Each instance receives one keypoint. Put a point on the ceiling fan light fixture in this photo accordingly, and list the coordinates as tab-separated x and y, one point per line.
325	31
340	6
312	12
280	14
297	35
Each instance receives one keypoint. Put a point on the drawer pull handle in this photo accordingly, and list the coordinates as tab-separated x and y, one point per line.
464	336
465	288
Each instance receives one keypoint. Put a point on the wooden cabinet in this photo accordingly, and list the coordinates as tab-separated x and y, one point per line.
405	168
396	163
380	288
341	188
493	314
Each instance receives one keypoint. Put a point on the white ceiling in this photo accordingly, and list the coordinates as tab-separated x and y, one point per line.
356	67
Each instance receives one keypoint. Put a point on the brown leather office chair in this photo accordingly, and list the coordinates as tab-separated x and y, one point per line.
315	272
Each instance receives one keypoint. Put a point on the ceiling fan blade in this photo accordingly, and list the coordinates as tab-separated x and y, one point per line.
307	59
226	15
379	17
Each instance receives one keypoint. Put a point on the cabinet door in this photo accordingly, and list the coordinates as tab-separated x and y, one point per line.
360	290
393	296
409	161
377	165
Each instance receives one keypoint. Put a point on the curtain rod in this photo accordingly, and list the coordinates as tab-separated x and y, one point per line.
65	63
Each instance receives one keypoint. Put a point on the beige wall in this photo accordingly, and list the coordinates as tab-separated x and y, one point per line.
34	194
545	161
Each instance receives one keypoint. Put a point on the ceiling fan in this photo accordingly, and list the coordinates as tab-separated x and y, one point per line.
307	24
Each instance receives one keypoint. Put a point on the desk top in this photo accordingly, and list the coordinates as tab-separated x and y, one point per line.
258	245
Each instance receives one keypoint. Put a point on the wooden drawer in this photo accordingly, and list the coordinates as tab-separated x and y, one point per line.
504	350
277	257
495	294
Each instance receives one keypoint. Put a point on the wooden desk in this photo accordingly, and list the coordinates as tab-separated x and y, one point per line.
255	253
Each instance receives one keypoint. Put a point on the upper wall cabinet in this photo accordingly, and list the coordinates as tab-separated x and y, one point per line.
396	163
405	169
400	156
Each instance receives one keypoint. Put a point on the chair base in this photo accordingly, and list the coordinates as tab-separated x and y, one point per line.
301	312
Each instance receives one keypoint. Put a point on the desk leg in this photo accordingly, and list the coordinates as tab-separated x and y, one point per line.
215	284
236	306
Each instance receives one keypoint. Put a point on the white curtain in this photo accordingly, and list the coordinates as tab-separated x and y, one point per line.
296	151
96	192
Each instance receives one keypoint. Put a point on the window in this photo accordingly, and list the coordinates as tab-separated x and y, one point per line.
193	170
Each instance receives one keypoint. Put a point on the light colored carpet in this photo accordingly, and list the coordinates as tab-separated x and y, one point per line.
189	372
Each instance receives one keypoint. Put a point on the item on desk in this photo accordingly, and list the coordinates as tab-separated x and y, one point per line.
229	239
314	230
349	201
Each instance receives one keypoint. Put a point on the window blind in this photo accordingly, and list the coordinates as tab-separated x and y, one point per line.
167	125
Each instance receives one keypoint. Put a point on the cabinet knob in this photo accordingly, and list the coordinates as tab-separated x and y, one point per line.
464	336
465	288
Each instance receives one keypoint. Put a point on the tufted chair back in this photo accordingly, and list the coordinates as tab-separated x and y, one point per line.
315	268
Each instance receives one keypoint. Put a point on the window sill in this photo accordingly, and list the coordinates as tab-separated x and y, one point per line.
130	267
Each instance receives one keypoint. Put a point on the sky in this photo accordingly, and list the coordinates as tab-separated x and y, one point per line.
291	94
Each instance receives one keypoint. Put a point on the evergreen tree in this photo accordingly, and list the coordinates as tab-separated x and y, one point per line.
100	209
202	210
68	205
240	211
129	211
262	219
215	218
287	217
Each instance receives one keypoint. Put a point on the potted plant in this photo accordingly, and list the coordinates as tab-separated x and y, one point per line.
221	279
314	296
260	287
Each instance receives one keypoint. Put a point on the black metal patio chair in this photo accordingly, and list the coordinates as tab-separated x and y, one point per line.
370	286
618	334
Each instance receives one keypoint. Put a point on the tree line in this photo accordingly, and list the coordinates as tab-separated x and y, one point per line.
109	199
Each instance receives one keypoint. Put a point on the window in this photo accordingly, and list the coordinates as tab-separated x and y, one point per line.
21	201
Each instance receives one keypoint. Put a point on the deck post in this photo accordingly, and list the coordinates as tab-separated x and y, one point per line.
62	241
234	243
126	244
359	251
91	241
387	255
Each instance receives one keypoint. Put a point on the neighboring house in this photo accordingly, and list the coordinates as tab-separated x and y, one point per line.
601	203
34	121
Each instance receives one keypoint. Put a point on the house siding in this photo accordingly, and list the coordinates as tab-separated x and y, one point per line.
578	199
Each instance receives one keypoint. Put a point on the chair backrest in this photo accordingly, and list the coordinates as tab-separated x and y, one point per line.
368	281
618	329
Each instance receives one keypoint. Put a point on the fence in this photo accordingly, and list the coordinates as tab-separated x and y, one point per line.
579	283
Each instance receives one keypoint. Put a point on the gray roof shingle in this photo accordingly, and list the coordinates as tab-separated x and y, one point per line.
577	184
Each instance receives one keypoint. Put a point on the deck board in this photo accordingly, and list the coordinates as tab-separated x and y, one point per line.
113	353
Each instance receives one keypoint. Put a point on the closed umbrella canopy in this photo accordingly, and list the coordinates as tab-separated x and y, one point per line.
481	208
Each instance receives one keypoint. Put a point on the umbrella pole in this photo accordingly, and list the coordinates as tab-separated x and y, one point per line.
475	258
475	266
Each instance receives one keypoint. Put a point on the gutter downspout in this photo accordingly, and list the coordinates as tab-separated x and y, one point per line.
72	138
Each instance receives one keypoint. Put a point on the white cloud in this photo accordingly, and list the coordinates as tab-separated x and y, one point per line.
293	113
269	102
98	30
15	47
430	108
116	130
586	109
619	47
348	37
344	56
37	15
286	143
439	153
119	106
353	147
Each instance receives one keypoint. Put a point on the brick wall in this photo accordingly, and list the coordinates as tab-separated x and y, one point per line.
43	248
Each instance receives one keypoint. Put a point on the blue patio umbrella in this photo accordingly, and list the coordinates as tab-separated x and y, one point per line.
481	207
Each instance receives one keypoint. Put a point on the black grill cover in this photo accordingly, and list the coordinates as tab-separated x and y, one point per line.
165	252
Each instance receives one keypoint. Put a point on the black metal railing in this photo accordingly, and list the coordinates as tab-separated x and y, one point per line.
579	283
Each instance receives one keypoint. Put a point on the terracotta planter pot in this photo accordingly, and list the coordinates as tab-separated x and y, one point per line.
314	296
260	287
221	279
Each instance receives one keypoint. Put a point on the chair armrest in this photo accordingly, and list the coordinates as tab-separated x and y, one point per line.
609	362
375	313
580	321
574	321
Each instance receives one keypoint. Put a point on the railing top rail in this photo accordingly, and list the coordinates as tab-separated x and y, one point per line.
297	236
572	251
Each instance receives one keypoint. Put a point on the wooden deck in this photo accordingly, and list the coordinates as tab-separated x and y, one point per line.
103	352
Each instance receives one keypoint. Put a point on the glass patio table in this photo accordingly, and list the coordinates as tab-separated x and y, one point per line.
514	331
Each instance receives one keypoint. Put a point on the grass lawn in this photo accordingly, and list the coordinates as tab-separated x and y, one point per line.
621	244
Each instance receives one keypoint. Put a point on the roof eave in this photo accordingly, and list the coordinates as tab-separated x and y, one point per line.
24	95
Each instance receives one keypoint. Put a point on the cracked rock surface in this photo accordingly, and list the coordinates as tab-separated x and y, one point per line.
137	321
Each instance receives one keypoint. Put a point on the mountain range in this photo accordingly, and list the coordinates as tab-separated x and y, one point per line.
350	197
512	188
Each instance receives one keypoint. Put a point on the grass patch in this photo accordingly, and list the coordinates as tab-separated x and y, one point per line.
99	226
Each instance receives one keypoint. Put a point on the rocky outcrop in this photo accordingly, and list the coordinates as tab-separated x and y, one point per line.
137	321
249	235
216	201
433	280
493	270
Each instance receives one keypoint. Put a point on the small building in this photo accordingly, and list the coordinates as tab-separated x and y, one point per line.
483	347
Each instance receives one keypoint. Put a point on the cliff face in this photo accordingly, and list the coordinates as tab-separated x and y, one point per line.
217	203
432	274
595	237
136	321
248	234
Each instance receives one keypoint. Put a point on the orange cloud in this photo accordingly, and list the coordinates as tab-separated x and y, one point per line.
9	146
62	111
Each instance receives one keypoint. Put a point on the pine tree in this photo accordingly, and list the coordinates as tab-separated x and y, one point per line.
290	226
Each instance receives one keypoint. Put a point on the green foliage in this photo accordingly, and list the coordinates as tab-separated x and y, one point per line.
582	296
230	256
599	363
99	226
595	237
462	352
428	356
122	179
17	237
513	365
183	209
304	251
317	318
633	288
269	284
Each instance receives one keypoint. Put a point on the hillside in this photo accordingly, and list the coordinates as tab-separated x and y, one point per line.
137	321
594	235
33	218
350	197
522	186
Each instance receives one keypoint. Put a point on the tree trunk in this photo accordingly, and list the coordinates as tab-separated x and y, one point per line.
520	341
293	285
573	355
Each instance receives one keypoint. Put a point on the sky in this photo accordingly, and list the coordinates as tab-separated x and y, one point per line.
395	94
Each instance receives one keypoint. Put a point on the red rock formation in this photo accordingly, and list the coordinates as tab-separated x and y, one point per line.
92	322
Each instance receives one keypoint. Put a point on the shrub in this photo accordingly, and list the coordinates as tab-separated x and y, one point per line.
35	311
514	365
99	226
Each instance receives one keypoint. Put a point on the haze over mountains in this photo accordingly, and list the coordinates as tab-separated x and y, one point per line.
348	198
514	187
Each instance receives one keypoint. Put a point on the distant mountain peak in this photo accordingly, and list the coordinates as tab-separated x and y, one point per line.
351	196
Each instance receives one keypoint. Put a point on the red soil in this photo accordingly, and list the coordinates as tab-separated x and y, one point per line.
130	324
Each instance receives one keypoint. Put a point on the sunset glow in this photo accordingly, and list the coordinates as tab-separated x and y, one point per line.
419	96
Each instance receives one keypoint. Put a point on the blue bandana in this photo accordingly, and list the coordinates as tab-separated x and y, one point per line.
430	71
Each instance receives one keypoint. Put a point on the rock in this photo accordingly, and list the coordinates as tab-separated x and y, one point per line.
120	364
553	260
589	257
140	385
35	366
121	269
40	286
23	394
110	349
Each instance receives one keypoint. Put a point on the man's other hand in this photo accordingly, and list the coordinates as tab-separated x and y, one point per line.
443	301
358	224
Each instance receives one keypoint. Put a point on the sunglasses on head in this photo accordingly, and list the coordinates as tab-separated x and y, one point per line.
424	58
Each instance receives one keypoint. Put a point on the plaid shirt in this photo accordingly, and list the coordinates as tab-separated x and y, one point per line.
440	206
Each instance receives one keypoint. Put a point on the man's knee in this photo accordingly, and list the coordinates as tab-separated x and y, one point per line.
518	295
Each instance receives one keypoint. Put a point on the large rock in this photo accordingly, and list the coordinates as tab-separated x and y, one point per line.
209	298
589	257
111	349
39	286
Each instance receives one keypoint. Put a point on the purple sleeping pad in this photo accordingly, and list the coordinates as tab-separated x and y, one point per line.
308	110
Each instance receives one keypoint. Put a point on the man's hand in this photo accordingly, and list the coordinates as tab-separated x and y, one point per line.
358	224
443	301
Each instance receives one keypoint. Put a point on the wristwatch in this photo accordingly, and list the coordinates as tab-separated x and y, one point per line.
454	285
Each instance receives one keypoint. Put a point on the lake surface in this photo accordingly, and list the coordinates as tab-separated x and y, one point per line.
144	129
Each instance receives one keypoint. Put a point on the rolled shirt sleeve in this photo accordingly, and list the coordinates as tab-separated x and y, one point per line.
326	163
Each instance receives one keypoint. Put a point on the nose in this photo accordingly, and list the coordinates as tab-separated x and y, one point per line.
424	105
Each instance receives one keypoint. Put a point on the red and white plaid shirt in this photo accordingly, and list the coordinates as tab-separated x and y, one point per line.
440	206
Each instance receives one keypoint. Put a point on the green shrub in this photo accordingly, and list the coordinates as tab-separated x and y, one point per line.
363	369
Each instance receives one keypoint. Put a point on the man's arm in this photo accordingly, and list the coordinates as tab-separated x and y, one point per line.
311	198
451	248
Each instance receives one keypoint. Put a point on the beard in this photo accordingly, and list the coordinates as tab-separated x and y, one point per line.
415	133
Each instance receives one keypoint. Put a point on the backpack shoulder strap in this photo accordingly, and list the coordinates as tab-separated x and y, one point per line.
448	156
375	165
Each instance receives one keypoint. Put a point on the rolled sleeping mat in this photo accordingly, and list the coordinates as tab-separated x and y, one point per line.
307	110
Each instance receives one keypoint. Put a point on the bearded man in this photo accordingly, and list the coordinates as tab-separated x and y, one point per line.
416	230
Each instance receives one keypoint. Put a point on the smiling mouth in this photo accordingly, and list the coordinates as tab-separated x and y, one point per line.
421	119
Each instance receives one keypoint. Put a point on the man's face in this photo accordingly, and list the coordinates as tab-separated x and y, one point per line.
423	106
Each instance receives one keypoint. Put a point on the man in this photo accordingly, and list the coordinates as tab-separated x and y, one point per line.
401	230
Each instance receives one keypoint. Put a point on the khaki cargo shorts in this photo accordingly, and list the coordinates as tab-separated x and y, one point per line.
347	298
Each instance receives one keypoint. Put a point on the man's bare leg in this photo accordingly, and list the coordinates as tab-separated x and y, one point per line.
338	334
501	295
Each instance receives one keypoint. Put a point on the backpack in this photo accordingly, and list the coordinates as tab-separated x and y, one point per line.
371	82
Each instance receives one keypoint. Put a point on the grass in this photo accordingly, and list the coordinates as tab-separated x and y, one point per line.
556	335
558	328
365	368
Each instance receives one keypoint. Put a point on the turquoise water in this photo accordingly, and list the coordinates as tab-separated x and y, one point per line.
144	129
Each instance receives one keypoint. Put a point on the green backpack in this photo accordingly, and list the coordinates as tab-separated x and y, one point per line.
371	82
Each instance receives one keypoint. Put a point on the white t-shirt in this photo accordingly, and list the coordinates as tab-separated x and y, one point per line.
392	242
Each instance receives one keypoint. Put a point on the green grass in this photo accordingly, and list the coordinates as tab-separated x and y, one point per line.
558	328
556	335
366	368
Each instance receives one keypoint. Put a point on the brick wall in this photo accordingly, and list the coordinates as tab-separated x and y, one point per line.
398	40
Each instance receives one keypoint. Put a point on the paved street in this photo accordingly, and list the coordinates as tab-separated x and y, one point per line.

- [Written exercise]: From the line holding "the green backpack" through the last line above, reproduce each line exactly and add nothing.

- [Solution to this task]:
Each instance receives one keypoint. Put a point on the green backpack in this photo accordingly, and list the coordinates as tab-separated x and y, one point per line.
371	82
Each instance receives one keypoint. Put a point on the white t-shirt in this photo accordingly, and list the coordinates as tab-separated x and y, one point per line.
392	242
Each instance receives one keypoint. Put a point on the green grass in this photo accordingly, and list the coordinates as tab-separated x and y, one point per line.
558	328
556	335
366	368
Each instance receives one keypoint. Put a point on the brick wall in this photo accordingly, and list the coordinates as tab-separated x and y, one point per line.
398	40
Each instance receives one keypoint. Put a point on the paved street in this photo accordingly, and list the coordinates as tab-separated x and y, one point per line.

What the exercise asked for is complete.